-- Task objective --
Go over the entries and report the lines where the word "shirt" occurs.

(Dataset entries)
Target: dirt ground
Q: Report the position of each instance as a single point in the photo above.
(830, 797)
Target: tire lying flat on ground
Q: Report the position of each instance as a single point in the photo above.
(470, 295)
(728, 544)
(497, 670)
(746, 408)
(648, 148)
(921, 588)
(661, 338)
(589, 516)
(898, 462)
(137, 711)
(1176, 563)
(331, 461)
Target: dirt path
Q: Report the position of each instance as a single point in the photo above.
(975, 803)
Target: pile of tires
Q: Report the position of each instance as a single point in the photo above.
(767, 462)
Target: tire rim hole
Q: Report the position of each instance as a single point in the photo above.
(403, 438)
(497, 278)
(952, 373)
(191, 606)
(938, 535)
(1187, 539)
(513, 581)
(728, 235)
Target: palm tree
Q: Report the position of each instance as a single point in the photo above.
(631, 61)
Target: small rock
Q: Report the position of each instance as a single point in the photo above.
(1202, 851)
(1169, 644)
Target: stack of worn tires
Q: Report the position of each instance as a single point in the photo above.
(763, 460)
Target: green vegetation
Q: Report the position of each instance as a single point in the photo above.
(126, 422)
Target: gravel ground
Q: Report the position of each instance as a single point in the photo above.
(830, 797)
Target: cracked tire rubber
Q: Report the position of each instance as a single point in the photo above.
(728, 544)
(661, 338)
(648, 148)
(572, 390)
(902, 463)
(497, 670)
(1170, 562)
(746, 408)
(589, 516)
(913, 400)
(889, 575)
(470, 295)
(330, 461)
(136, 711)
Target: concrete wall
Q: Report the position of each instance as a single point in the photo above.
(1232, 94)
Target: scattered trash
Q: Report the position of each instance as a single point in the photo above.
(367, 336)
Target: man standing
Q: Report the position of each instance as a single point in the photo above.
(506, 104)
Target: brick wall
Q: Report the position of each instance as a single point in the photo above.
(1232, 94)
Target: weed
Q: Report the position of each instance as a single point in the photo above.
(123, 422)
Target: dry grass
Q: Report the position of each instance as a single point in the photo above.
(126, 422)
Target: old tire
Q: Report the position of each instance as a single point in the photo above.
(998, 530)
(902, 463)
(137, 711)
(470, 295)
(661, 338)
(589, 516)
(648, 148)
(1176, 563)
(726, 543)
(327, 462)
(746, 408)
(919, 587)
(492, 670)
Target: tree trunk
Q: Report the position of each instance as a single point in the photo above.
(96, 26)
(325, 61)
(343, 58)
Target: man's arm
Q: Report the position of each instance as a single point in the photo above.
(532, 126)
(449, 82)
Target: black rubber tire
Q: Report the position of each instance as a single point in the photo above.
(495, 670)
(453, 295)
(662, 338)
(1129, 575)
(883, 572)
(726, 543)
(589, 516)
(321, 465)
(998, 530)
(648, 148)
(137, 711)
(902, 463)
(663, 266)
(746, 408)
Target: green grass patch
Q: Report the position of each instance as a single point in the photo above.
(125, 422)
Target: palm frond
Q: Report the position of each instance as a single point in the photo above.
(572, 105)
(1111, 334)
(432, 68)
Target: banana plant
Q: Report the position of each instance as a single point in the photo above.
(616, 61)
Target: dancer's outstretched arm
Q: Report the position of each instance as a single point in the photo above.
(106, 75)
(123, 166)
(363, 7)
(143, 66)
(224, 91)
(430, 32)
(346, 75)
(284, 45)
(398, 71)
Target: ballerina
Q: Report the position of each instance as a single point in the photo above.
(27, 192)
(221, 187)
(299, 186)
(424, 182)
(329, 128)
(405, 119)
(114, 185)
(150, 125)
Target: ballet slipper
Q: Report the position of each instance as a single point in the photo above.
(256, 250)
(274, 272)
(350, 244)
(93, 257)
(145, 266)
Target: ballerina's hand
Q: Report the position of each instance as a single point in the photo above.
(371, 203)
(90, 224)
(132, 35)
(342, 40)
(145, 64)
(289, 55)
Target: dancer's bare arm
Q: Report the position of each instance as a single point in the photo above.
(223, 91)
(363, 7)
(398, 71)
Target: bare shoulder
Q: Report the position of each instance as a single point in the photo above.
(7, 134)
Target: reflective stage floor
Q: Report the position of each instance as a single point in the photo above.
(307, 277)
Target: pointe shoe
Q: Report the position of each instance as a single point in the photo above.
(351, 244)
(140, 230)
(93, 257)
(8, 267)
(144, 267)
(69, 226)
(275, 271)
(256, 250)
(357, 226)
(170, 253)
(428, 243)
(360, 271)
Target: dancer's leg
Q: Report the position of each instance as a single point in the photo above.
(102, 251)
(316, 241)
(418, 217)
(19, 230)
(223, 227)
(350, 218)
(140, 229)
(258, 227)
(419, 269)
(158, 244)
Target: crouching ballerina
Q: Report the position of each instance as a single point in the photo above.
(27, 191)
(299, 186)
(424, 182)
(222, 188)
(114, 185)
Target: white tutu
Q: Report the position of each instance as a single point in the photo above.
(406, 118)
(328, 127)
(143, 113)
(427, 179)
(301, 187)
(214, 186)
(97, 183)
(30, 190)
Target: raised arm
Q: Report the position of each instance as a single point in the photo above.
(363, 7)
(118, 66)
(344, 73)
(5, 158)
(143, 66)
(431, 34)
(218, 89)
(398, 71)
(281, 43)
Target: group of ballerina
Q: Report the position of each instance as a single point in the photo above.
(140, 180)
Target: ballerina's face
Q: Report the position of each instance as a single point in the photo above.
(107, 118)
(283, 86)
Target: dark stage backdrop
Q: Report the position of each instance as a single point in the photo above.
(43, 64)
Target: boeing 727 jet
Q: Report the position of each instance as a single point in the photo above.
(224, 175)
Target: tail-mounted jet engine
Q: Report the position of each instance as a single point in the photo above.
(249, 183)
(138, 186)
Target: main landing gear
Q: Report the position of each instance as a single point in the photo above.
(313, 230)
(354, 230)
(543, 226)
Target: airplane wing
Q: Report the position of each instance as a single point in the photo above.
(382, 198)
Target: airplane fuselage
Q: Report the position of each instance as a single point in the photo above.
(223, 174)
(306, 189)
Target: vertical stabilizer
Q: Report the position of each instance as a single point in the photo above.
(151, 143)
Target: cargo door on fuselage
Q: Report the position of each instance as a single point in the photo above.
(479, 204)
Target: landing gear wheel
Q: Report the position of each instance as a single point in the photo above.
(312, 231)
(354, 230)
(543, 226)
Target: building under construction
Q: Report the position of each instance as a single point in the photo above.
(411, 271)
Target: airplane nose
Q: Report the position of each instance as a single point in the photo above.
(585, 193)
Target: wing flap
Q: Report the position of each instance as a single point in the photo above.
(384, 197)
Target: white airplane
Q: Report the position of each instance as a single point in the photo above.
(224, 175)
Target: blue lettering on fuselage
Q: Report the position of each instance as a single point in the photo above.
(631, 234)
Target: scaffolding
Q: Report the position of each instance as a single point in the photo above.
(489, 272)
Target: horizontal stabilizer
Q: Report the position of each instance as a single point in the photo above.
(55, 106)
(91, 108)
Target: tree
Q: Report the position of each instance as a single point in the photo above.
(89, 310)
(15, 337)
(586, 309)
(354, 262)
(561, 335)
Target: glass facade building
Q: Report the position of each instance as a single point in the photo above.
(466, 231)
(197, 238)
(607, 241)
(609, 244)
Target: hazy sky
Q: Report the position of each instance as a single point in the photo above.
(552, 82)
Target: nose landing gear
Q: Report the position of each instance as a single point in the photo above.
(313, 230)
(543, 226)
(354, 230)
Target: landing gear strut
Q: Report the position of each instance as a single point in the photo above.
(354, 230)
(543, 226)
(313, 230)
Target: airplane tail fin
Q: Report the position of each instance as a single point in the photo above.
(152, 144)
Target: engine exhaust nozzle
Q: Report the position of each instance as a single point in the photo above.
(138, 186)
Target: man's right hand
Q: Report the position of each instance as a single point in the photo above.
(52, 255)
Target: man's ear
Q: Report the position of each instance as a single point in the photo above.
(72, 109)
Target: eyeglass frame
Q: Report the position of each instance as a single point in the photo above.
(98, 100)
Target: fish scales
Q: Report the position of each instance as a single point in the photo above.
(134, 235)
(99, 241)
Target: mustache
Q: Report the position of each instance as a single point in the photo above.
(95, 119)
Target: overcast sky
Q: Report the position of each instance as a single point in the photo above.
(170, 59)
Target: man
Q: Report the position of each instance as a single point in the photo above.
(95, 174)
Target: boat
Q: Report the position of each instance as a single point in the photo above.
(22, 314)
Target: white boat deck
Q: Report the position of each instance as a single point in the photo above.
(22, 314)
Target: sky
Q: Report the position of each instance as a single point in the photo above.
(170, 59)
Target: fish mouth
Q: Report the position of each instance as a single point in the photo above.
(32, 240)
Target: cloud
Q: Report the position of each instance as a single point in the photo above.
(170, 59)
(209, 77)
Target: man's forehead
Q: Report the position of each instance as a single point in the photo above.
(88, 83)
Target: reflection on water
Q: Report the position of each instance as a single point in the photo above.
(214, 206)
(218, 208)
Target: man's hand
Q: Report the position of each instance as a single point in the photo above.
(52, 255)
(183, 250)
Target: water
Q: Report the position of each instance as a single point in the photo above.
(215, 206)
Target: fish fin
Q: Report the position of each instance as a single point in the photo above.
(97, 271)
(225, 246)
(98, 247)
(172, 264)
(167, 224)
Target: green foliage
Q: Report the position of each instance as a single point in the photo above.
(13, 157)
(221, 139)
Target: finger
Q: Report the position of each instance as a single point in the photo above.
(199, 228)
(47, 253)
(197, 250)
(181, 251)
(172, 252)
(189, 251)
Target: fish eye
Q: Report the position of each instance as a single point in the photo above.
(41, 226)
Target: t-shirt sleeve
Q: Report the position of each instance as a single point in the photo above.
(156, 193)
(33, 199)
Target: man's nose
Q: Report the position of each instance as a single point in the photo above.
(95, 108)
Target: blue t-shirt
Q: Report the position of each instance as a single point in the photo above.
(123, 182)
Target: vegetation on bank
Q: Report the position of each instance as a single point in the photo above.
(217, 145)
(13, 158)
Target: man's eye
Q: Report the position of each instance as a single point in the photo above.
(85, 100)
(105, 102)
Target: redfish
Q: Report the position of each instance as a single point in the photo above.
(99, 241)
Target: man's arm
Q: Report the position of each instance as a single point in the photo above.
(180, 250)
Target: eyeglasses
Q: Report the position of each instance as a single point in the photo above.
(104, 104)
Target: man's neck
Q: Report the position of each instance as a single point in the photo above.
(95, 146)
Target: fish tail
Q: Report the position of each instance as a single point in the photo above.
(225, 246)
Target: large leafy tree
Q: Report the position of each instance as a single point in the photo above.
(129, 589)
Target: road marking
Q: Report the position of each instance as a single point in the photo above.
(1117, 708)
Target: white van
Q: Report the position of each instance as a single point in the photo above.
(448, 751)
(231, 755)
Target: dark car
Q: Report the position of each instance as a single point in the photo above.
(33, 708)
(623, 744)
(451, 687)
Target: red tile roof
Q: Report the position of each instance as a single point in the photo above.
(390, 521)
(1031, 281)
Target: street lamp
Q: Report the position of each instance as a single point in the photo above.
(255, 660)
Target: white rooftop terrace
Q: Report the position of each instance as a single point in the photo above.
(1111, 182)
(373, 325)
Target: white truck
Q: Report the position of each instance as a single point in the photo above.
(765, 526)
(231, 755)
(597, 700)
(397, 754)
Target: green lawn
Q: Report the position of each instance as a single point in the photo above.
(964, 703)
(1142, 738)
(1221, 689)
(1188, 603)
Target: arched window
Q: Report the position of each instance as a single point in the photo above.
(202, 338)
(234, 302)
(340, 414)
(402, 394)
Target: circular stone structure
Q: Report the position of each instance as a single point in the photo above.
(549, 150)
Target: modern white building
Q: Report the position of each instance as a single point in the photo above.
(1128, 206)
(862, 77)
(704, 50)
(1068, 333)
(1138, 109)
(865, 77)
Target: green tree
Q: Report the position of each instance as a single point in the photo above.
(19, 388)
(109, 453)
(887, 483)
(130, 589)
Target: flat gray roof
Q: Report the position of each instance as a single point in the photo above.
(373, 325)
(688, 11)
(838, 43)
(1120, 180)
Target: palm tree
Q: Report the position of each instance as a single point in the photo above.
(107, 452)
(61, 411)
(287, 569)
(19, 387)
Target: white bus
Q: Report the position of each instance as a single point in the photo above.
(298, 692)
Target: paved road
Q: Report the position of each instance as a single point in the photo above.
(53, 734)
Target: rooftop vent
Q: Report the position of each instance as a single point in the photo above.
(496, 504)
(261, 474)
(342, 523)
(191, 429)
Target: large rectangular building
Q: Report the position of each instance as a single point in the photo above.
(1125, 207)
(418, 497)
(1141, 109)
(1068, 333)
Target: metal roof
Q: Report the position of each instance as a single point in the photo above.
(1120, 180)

-- Solution --
Target: t-shirt sleeve
Target: blue t-shirt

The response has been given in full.